Stephen Eastaugh’s new exhibition, Undersea Signs, is broken into a number of subject areas. The work is inspired by a range of subjects, including the artist’s personal experiences and observations, and socio/geopolitical events. In its gentle, unassuming way, the work deals with the large, thorny questions about our shared humanity, in all its hope and glory; wonder and darkness; richness and tawdriness. And this is all mediated through the artist’s exceptional visual inventiveness, which positions him as one of the more remarkable Australian artists of his generation.
Eastaugh is an inveterate, constant roamer of the planet, having trekked across every continent over the past decades; sometimes just passing through, sometimes settling in for a time, before rolling on again, as the mood takes him. Often, his work is replete with references to his wanderings.
Several series within this exhibition have been made using pearl shells as a base, so that a poetic connection to the ocean is made. Inevitably, the dreamlike romance, history and mythology of the sea is evoked for the viewer, even before she or he begins to decipher the imagery etched upon the beautiful natural forms. The scraped and blackened lines may suggest ethnographic pictograms, or historic scrimshaw work, but we are entirely in Eastaugh’s universe, with its own order.
In the series, Nature Morte / Aqua Vita (Mini Bar), the artist references a constantly recurring object in all of our travels – the miniature mini-bar bottle. Eastaugh states that these works are his “toast to life, death and liquid in all flavours.”
********************
(Assigned task A):
In the text on Stephen Eastaugh's exhibition Undersea Signs, what material serves as the base for several of the series?
(Assigned task B):
Write the next part of the text on Stephen Eastaugh's exhibition Undersea Signs, continuing after its final sentence.
********************
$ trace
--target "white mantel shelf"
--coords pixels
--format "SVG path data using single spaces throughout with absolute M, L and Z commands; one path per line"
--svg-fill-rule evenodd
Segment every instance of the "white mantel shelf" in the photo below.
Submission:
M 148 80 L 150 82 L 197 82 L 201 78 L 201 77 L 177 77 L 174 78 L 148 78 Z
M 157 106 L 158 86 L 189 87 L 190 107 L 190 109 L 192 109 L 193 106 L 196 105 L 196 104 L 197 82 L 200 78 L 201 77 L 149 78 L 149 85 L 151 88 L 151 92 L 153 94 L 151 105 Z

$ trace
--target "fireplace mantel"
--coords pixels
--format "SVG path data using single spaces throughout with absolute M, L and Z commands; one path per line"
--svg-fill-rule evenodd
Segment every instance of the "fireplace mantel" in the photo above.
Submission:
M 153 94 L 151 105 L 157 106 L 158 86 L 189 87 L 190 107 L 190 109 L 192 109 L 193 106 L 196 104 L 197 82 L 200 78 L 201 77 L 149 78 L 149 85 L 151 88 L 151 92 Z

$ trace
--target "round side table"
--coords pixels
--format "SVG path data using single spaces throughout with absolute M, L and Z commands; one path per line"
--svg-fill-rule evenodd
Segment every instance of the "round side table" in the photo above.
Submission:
********************
(Task result A):
Pearl shells.

(Task result B):
Farnear (Sign, Vehicle, Heart, River), are four works which evoke the bittersweet situation of separation through distance. Referencing the subtitles, Eastaugh states: “Heading off in search of some place not even signposted, in a strange vehicle, following a river, with my heart pumping due to excitement, or longing, or both. Distances have shrunk in terms of travel time, and connectivity is much stronger than it was in the past, but this feeling of Far-near is never really far away.”
S.W.A.T.T. (Scholarly Weapon and Tactic Toys), comprises nine pieces depicting damaged soft toys in various stages of decrepitude. “Perhaps they have been torn apart from too much love,” Eastaugh suggests, “or perhaps they have had explosives hidden inside them.” Once more, the works are on pearl shells. The artist states that he has “inserted images and ideas” into the shells, “similar to a pearl technician who inserts an irritating pebble into a shell to eventually help create something positive.”
During Eastaugh’s time working on a Russian ice-breaker, as it ploughed its way to the North Pole, he became keenly aware of the international scramble for submarine land grabs under the Arctic Ocean. The artist believes that “international battles over the ownership of underwater zones will become more heated in the future.” In the series Undersea Signs, which explores these ideas, Eastaugh explains: “My signs are black and unsigned but, nevertheless, they are markers. Pointing us to where, I ask?”